## Written request
Rewrite the lines below, changing every "puffed sleeve" to "gathered sleeve" and leaving everything else as it is.
>> Start
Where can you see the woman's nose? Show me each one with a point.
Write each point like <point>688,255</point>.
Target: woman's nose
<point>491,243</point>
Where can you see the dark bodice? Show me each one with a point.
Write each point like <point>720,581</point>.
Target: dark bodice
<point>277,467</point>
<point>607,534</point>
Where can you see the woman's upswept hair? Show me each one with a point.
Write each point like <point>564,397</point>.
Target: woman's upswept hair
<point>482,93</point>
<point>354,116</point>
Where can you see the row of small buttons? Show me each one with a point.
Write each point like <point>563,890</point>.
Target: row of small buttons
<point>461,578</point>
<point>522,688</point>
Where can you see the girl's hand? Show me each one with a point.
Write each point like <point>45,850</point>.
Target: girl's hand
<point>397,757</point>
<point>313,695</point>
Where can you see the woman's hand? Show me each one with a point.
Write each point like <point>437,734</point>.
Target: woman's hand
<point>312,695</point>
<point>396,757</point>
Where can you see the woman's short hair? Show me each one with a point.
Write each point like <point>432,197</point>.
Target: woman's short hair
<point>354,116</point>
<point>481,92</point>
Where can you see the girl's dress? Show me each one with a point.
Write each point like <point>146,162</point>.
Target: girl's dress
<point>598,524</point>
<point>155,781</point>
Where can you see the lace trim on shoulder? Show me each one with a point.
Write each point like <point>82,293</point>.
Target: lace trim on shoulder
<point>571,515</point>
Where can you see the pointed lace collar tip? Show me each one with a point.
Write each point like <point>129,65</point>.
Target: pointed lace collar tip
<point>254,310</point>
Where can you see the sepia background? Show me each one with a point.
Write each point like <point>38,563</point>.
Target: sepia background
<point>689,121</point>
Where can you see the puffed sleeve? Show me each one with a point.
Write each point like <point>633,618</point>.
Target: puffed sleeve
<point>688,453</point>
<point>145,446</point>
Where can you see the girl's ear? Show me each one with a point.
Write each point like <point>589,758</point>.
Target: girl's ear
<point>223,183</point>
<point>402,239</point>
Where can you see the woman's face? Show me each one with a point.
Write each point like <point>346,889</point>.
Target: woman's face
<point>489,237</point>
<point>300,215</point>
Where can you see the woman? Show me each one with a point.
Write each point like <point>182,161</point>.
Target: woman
>> End
## Response for this exercise
Where can you see the woman's nose? Show me each one with a point.
Write each point like <point>688,255</point>.
Target: woman's nose
<point>491,243</point>
Where can you see the dark bodice? Show me each one with a point.
Write each point like <point>720,581</point>.
Target: dark bodice
<point>277,467</point>
<point>607,534</point>
Where can you see the woman's upswept hair? Show me each one with a point.
Write each point like <point>564,397</point>.
Target: woman's upswept hair
<point>482,93</point>
<point>354,116</point>
Where can you see the row of small buttons? Show me each one with a point.
Write each point like <point>563,890</point>.
Target: row of small buttons
<point>461,578</point>
<point>522,688</point>
Where can you see the girl's hand? Show me each one with a point.
Write each point like <point>45,850</point>.
Target: girl's hand
<point>397,757</point>
<point>313,695</point>
Where can you see the woman's hand? Show me each one with a point.
Write each point like <point>437,734</point>.
Target: woman's hand
<point>312,695</point>
<point>396,757</point>
Where can you see the woman's short hair? Show me each one with a point.
Write each point like <point>432,197</point>.
Target: woman's short hair
<point>354,116</point>
<point>481,92</point>
Where can you see the girl's dress? Show me each one with a point.
Write each point like <point>146,162</point>.
Target: girl's dress
<point>598,524</point>
<point>155,781</point>
Where can you see the lace trim on shoulder? Show me each one with a point.
Write each point like <point>82,293</point>.
Target: lace trim on shoulder
<point>571,515</point>
Where can you see the pointed lace collar tip? Show me each one with a point.
Write each point like <point>129,65</point>.
Target: pointed lace collar tip
<point>254,310</point>
Where can you see the sepia background? Show me each one with a point.
Write each point like <point>38,563</point>.
Target: sepia background
<point>689,121</point>
Where can you see the gathered sleeve? Show me each one with a point.
Write each point like <point>633,618</point>.
Target: gathered sleeve
<point>688,453</point>
<point>145,446</point>
Where can you see the girl's ear? Show me each one with a point.
Write each point like <point>589,758</point>.
Target: girl's ear
<point>223,183</point>
<point>402,239</point>
Where can you see the woman's face? Show me each one with a point.
Write each point like <point>346,889</point>.
Target: woman's face
<point>489,237</point>
<point>300,215</point>
Where can you see the woman? Show me each one with a point.
Write each point like <point>182,161</point>.
Target: woman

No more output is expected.